THE PROBLEM: Reproduce without alteration the lines of the records that run from the line containing "Where can you find the night" through the line containing "Where can you find the chair", both of those lines included.

Records of point placements
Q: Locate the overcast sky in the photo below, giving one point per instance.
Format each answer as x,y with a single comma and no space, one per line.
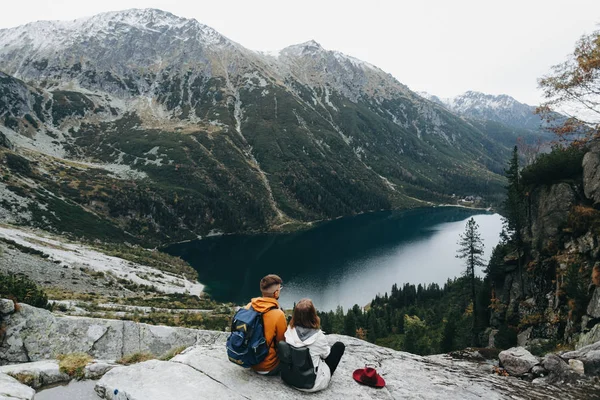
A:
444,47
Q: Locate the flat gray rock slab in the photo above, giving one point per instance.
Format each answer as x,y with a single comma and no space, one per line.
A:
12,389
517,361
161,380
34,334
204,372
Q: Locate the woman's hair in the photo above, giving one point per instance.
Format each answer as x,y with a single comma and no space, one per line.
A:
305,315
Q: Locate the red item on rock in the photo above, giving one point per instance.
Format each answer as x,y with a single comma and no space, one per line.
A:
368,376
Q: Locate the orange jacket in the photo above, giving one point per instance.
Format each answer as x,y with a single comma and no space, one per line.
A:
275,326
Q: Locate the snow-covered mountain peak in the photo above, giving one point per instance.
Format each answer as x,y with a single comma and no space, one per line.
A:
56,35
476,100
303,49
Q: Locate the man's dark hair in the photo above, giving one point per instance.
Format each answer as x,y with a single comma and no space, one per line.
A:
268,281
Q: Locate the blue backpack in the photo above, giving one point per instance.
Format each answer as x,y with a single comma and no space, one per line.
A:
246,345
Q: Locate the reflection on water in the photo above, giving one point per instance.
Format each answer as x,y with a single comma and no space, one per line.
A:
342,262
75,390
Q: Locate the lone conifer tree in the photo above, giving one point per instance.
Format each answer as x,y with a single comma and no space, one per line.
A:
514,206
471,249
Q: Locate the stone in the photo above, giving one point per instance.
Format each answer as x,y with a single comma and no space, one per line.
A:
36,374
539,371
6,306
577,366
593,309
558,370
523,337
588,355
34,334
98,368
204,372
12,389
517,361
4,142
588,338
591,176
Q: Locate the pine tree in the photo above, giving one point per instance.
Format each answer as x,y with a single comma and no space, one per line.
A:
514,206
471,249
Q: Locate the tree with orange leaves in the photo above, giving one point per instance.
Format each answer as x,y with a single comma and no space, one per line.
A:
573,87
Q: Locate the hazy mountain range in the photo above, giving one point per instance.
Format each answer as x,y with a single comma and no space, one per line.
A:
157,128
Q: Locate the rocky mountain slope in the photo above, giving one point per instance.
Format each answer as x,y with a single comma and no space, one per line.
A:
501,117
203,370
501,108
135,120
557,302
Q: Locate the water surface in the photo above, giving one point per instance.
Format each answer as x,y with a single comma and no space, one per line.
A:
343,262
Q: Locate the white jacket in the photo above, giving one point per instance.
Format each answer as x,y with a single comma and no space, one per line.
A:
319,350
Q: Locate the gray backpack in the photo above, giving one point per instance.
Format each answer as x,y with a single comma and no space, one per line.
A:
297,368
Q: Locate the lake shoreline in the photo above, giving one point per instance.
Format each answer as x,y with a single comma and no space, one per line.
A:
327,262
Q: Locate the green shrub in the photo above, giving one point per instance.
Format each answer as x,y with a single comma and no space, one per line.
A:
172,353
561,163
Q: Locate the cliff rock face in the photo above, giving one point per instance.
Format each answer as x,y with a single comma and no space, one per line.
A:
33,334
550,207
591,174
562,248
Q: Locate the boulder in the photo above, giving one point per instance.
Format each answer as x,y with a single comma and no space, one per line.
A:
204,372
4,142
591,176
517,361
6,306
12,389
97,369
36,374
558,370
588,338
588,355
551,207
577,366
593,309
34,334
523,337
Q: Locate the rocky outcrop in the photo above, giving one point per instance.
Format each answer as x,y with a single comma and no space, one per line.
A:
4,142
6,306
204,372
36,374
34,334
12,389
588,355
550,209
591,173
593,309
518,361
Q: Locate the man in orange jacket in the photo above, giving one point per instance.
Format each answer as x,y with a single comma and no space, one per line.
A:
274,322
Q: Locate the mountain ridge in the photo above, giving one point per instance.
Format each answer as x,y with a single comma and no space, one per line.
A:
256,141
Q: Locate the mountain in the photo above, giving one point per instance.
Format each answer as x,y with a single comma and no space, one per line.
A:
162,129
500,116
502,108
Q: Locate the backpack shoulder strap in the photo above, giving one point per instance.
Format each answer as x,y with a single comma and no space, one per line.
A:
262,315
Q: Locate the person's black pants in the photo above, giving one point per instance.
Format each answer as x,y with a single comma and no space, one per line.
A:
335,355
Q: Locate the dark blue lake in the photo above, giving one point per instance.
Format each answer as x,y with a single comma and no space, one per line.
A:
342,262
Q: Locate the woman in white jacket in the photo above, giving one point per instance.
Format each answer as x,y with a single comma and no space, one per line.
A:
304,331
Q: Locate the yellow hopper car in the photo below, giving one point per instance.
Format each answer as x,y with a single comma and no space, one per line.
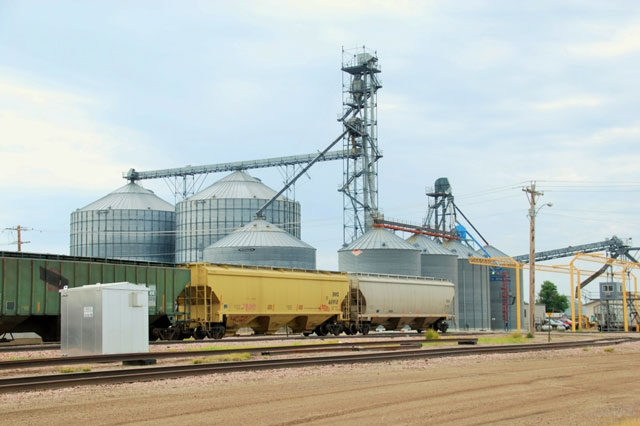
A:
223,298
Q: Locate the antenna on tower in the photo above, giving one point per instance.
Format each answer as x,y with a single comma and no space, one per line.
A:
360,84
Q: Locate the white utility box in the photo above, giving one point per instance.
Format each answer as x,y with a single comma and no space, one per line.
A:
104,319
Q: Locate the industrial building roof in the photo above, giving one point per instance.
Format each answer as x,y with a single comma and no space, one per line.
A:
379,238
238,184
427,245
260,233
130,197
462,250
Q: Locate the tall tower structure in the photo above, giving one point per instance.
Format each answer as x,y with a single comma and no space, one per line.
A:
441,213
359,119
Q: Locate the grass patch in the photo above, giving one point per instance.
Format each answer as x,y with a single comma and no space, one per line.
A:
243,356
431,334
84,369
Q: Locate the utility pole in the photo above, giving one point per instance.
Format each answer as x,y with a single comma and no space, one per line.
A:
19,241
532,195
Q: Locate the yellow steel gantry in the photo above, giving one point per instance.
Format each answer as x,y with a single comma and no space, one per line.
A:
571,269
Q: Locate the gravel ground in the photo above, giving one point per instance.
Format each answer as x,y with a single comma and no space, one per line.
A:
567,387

...

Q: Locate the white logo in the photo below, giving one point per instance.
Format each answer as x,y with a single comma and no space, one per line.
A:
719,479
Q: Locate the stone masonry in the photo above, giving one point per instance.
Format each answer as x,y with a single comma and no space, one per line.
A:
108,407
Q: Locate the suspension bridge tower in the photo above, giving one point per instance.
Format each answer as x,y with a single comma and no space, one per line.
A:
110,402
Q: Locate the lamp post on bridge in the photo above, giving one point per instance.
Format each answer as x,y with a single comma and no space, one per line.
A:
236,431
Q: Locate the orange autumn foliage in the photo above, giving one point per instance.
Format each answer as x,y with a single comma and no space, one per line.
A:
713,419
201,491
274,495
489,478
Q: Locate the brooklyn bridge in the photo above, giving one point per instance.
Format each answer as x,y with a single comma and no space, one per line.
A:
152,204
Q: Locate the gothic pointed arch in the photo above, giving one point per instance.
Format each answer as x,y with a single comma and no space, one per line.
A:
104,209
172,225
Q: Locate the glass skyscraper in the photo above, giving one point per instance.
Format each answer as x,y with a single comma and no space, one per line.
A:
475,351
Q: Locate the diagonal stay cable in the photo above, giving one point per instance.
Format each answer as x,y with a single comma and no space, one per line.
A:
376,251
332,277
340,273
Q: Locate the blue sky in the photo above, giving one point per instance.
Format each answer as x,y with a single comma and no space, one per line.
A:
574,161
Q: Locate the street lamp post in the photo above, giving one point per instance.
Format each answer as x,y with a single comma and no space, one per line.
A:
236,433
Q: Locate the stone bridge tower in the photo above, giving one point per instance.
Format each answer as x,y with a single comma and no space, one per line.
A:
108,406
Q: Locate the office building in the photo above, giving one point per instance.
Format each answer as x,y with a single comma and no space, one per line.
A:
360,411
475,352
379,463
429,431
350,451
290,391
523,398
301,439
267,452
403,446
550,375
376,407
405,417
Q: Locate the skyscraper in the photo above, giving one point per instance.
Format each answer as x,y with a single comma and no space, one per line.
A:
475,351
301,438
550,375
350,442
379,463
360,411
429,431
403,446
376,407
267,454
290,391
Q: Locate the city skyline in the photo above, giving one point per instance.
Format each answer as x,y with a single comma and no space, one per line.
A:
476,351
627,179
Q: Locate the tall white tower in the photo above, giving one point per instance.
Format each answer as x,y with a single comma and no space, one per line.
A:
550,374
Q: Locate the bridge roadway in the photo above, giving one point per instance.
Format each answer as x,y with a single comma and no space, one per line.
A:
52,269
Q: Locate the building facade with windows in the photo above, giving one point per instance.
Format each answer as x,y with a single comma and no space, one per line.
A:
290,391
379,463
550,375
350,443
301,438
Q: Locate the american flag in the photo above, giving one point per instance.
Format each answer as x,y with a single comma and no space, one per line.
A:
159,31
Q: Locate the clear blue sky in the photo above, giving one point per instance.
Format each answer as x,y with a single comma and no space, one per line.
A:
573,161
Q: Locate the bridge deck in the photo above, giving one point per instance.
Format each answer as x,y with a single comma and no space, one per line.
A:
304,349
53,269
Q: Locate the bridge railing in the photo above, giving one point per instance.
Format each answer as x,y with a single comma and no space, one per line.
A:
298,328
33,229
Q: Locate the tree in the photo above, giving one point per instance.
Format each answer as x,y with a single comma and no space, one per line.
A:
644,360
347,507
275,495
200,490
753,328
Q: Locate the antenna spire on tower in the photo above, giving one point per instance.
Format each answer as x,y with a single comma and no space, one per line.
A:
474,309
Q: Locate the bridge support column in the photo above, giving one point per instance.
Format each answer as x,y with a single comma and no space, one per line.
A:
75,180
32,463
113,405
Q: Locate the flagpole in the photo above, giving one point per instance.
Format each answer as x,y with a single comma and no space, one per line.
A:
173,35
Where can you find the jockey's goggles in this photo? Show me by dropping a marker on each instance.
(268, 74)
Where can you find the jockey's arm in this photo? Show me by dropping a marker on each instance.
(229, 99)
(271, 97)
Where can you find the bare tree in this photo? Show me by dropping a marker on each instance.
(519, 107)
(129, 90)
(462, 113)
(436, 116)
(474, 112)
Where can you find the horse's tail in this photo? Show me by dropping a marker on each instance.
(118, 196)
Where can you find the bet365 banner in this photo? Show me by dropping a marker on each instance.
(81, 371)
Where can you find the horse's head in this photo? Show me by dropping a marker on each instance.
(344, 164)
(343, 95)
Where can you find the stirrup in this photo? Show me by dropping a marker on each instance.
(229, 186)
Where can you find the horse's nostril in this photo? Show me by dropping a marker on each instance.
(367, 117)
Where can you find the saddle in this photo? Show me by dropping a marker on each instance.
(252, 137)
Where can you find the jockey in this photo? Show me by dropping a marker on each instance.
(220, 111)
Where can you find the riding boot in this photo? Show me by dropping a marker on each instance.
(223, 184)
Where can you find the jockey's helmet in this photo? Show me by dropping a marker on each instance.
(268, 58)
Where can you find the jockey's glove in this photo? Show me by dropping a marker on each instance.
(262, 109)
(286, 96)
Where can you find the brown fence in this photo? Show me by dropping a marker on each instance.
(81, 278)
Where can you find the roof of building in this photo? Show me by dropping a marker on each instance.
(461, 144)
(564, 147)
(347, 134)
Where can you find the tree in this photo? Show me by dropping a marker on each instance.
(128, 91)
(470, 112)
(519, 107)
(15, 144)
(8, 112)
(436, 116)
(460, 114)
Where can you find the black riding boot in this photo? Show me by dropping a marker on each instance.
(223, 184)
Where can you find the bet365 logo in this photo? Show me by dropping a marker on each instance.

==

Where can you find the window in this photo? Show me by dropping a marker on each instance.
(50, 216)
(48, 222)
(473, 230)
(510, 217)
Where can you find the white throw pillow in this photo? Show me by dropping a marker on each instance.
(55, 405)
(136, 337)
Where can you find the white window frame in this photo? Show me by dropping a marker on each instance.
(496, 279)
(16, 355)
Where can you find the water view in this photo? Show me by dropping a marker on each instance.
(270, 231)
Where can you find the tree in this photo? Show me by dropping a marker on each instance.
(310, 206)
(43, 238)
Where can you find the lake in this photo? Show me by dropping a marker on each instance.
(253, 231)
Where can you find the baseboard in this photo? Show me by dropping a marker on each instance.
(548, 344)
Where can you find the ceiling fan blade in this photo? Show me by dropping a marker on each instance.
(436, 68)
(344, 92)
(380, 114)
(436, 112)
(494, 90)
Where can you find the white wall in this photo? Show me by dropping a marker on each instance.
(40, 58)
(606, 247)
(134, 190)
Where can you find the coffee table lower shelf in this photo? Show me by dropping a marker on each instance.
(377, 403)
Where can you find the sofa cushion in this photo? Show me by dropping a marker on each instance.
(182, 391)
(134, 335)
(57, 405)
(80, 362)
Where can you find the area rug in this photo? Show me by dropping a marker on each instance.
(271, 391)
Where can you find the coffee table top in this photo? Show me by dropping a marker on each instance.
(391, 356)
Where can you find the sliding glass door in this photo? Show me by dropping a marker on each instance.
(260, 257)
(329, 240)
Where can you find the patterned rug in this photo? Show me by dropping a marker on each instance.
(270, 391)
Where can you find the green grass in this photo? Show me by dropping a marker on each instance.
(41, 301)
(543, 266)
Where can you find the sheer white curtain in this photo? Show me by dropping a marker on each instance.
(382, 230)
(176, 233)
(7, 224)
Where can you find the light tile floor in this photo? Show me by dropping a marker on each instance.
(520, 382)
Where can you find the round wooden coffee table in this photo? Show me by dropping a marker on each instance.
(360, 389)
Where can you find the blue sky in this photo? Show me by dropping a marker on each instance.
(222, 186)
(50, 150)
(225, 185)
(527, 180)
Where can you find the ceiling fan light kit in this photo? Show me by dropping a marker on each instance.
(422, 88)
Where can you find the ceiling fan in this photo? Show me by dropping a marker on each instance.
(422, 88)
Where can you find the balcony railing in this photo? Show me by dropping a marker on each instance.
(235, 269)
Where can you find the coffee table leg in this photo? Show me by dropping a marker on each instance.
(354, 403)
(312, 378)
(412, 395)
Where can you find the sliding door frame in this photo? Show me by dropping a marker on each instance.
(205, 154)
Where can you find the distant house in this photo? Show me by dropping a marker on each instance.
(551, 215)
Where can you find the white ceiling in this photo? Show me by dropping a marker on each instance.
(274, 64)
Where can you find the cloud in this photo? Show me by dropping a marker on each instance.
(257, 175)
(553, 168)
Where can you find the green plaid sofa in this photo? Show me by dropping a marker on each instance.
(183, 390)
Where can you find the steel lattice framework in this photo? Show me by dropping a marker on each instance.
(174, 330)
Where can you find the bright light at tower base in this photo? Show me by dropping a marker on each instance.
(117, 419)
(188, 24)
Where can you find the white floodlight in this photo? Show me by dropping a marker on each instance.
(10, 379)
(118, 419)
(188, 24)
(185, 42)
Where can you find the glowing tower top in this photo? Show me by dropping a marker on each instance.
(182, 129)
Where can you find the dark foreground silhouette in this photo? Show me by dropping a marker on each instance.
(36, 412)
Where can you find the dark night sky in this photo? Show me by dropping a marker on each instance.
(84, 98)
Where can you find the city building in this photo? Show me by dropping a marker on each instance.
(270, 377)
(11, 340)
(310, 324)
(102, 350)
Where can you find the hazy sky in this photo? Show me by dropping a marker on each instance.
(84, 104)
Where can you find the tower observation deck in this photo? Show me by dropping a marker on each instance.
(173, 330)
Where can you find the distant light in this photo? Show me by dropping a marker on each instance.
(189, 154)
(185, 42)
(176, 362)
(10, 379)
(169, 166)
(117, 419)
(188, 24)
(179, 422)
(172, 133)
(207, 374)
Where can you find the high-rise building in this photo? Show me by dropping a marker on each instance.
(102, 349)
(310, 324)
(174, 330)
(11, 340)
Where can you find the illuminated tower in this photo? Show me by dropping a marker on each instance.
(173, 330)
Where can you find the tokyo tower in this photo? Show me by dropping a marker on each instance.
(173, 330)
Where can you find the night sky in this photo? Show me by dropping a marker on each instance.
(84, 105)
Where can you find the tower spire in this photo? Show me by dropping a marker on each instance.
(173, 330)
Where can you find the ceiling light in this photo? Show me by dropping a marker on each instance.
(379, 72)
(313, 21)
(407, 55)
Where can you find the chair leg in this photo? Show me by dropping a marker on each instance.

TASK RESULT:
Where can you find the night sky in this photo? Show me by dropping a marker on each instance.
(84, 105)
Where can you find the tower spire in this photo? Show me by dropping a marker on each instance.
(173, 330)
Where can you find the ceiling light in this photo? Show me by dropping a marker on each instance.
(379, 72)
(313, 21)
(407, 55)
Where can you find the chair leg in this photo? Show me by dropping a marker on each instance.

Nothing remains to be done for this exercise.